TEXT SEGMENT
>> START

Urabe faced Toshiki Taniyama in a superfight at the 2009 K-1 Koshien FINAL 16, which took place on August 10, 2009. He won the fight by unanimous decision, with all three judges scoring every round of the bout for him.

Urabe faced Koichi Kaneda at MA Japan Kickboxing: TEKKEN in Kimitsu on September 6, 2009, in his first fight outside of Krush. He won the fight by unanimous decision. Urabe returned to Krush to face Yukinori Nagano at Krush.4 on September 22, 2009. He won the fight by split decision, after an extra fourth round was contested.

Urabe faced the 2009 RISE Super Featherweight Rookies Cup winner Fumiya Osawa at Krush-EX - Shinjuku Dog Fight on December 4, 2009. Prior to the fight taking place, Urabe left Nishiyama Dojo and began training at Team Dragon. He won the fight by a third-round knockout. Urabe faced King Kohei in his final fight at super featherweight, before moving up to lightweight, at Krush-EX - New Generation on February 19, 2010. He won the fight by unanimous decision.

===Lightweight===
====Early fights====
Urabe faced Shusuke Oishi in a non-tournament bout at the 2010 K-1 World MAX opening round event, which took place on May 2, 2010. He won the fight by unanimous decision. The ringside officials scored the first two round 10–9 in his favor, while the third round was scored 10–10 by all three judges.

Urabe faced the former two-time Martial Arts Japan Kickboxing Federation super featherweight champion Yuji Takeuchi on July 5, 2010, in the reserve bout of the 2010 K-1 World MAX tournament. He won the fight by unanimous decision.

>> END

THE TASKS
1. From the passage on Urabe's fights, reproduce the stretch from "Urabe faced Koichi" through "round was contested.".
2. Name every opponent Urabe faced in the passage on his fights.
3. Extend the passage on Urabe's fights, picking up after its final sentence.

ENTRIES PROVIDED
>> START

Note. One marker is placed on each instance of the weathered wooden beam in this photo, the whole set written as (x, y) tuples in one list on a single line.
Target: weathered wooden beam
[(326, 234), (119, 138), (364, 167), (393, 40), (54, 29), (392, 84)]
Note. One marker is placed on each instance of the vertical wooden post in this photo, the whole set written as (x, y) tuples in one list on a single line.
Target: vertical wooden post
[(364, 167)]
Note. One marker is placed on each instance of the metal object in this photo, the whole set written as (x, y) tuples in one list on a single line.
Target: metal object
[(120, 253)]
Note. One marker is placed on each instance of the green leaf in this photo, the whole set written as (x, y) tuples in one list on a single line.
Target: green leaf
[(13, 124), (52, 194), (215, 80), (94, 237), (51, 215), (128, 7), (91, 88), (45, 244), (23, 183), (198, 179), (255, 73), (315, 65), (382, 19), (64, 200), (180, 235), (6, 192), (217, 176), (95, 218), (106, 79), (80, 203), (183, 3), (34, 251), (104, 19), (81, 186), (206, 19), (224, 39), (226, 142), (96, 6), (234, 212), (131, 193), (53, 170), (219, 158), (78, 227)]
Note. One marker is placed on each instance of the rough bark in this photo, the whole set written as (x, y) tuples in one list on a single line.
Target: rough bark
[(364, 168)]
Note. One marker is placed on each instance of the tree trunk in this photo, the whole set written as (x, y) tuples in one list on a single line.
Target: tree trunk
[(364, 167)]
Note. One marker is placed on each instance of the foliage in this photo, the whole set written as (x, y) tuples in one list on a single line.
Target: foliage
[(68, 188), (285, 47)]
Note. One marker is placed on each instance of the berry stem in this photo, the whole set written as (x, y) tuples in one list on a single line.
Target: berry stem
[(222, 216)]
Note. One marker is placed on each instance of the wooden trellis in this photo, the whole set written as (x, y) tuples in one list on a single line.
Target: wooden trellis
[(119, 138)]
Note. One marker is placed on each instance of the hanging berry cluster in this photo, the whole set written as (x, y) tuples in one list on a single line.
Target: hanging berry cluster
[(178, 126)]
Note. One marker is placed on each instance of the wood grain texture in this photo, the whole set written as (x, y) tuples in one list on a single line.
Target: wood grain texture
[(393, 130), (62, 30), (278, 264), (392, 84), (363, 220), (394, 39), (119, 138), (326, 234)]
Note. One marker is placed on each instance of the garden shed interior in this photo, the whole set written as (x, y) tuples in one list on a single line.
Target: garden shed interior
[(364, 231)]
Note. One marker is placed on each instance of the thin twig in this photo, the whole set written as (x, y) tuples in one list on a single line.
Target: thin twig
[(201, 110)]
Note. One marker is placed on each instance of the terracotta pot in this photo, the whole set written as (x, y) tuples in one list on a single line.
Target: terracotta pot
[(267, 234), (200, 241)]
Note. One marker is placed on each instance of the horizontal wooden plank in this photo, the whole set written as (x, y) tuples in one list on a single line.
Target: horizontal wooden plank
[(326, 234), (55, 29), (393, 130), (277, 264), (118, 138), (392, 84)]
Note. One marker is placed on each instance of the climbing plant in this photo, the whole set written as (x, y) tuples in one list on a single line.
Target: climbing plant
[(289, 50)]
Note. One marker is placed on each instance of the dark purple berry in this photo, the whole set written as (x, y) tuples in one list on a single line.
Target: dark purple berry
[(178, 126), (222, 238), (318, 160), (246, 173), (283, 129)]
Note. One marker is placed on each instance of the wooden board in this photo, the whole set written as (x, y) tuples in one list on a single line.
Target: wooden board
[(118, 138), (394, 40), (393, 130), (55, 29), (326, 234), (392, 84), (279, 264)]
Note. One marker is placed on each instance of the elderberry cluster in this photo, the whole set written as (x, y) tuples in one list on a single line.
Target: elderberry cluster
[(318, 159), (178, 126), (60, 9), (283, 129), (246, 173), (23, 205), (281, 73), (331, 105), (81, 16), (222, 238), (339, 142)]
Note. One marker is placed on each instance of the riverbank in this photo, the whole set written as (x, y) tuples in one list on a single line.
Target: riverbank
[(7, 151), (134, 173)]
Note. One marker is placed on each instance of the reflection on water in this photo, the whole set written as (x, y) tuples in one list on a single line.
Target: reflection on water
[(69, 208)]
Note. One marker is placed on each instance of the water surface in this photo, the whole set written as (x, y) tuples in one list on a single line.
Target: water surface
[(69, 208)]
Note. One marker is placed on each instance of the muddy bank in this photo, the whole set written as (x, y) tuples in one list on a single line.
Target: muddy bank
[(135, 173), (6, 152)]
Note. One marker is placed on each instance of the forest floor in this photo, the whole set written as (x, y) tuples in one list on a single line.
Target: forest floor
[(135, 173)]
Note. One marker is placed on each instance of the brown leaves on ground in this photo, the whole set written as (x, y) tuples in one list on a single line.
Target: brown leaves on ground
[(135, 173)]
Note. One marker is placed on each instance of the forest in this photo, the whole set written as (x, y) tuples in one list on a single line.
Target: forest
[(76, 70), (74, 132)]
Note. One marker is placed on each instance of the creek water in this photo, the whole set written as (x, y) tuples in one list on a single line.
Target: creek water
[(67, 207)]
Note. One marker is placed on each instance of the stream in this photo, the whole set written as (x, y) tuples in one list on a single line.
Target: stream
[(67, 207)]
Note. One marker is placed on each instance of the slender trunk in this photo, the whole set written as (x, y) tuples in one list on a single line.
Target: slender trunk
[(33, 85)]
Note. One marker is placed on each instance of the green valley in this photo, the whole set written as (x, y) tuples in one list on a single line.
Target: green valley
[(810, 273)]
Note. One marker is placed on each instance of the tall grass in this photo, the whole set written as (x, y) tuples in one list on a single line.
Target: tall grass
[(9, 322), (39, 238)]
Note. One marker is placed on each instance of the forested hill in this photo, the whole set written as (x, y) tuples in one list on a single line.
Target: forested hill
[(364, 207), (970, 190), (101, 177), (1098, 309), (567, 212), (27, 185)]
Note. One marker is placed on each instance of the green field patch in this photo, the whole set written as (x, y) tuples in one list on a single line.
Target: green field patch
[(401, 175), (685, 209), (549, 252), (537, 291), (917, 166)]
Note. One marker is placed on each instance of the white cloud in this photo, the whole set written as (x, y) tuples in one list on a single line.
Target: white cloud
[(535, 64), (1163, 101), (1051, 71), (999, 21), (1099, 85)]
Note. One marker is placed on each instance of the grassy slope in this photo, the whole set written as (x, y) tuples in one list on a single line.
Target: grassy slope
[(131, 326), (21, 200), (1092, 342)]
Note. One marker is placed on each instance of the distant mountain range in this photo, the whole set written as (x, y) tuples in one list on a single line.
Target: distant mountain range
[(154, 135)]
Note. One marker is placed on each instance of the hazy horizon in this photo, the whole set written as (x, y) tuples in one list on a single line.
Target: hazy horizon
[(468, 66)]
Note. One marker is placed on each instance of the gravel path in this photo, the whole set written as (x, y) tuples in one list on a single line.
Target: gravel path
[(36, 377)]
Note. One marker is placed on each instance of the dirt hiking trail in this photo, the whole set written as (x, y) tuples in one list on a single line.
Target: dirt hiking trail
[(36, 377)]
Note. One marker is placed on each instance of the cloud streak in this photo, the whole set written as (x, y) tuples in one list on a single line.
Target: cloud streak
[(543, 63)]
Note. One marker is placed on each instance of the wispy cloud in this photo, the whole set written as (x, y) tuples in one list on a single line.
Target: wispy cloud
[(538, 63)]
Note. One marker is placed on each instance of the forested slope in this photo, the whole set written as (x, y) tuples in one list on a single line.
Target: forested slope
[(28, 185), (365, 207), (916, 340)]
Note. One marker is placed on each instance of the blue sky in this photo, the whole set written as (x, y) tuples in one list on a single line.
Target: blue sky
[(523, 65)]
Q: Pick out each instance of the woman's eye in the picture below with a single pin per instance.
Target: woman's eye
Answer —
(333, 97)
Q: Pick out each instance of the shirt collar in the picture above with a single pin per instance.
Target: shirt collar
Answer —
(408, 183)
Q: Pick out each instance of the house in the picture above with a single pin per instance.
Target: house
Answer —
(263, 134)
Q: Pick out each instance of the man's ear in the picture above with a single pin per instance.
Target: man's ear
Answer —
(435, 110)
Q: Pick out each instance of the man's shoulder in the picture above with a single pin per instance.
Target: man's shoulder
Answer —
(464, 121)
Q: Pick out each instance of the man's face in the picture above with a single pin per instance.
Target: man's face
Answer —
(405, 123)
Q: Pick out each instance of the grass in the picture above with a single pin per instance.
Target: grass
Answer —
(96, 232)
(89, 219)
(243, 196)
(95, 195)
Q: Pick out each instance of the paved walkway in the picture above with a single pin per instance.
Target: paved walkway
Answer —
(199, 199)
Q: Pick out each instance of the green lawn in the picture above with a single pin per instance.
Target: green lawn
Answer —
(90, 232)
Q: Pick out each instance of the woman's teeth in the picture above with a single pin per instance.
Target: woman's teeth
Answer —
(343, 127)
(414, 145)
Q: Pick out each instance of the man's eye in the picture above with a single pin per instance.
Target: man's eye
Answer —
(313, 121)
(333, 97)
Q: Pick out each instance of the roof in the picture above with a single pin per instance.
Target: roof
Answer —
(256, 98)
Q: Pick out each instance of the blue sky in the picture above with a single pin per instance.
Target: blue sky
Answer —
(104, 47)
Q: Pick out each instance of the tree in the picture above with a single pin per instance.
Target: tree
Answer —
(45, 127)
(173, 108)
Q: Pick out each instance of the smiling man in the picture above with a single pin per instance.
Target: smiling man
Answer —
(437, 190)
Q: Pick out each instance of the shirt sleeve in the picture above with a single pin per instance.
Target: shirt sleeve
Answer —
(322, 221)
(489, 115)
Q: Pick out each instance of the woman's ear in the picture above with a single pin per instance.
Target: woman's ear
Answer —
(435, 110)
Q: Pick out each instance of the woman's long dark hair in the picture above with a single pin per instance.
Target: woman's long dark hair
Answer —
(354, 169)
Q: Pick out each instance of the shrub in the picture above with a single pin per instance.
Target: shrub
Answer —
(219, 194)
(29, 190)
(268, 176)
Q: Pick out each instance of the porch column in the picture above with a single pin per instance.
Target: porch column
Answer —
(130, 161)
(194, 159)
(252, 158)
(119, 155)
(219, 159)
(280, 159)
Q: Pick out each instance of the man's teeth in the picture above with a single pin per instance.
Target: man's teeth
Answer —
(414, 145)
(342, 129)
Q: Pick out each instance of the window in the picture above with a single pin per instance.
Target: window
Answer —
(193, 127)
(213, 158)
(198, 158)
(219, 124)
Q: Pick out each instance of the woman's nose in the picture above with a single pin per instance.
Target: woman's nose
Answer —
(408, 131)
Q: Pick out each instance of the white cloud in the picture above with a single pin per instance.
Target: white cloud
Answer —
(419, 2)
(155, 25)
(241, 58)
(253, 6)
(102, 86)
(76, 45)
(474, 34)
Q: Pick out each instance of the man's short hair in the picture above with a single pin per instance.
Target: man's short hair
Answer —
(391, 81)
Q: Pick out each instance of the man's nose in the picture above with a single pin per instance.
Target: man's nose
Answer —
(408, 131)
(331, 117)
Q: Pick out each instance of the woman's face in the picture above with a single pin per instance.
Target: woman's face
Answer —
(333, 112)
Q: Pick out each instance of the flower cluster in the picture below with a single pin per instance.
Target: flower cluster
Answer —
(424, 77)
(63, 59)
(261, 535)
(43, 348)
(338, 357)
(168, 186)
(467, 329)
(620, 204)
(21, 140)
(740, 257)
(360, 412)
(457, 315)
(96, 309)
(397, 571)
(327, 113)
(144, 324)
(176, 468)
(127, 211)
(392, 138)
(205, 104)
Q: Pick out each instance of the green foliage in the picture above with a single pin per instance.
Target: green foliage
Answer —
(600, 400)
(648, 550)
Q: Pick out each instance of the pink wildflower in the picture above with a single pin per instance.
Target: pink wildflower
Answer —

>> END

RESULTS
1.
Urabe faced Koichi Kaneda at MA Japan Kickboxing: TEKKEN in Kimitsu on September 6, 2009, in his first fight outside of Krush. He won the fight by unanimous decision. Urabe returned to Krush to face Yukinori Nagano at Krush.4 on September 22, 2009. He won the fight by split decision, after an extra fourth round was contested.

2.
Toshiki Taniyama
Koichi Kaneda
Yukinori Nagano
Fumiya Osawa
King Kohei
Shusuke Oishi
Yuji Takeuchi

3.
Urabe faced the 2010 K-1 MAX Japan lightweight tournament winner Tetsuya Yamato at Krush.10 on September 20, 2010. In front of an audience of 1,800 people, he won the fight by unanimous decision, with all three judges scoring the bout 30–26 for him. Urabe knocked his opponent down in the first round with a right straight.

====Krush First King Tournament====
His ten-fight undefeated streak earned Urabe a place in the 2011 Krush First Generation King Tournament, held to crown the inaugural Krush Lightweight champion. Urabe faced Lee Sung-hyun] in the tournament quarterfinals on January 9, 2011. The fight was ruled a unanimous decision draw after the first three rounds were contested, with all three judges scoring it an even 29–29. Urabe was awarded the unanimous decision victory following the extra fourth round.

The final two bouts of the tournament both took place on the same day, on April 30, 2011. Urabe faced the 2009 Krush Rookies tournament winner Takuya Shirahama in the semifinals and was able to overcome him by unanimous decision, with scores of 30–28, 30–27 and 30–28. He failed to capture the championship however, as he lost by majority decision to Ryuji Kajiwara in the finals.

====K-1 MAX Japan Tournament====
Thanks to his prior success, Urabe was place in the 2011 K-1 MAX Japan Lightweight Grand Prix, which took place on June 25, 2011. He faced the reigning RISE super featherweight champion Yuki in the tournament quarterfinals. Urabe won the fight by majority decision, with two scorecards of 29–28 and one scorecard of 29–29. He advanced to the semifinals of the one-day tournament, where he faced Tetsuya Yamato, whom he had beaten by unanimous decision nine months prior. Urabe was able to win the rematch by unanimous decision as well, with two judges scoring the bout 30–29 in his favor, while the third judge awarded him a 30–27 scorecard. Urabe once again came up short in a tournament final however, as he suffered a unanimous decision loss at the hands of Yuta Kubo.

====First Krush Supernova Tournament====
Urabe faced Marimo at Krush.11 on August 14, 2011. He won the fight by unanimous decision. Two days later, it was confirmed Urabe would take part in the 2011 Krush U-22 Lightweight (62.5 kg) Supernova Tournament.

Urabe faced Yuta Otaki in the opening round of the tournament on October 10, 2011. He won the fight by unanimous decision, with two judges scoring the bout 30–27 for him, while the third judge scored two of the three rounds in his favor. Urabe faced Keita Makihara in the tournament quarterfinals, which took place on the same day. He won the closely contested fight by unanimous decision, with scores of 30–29, 30–28 and 30–29.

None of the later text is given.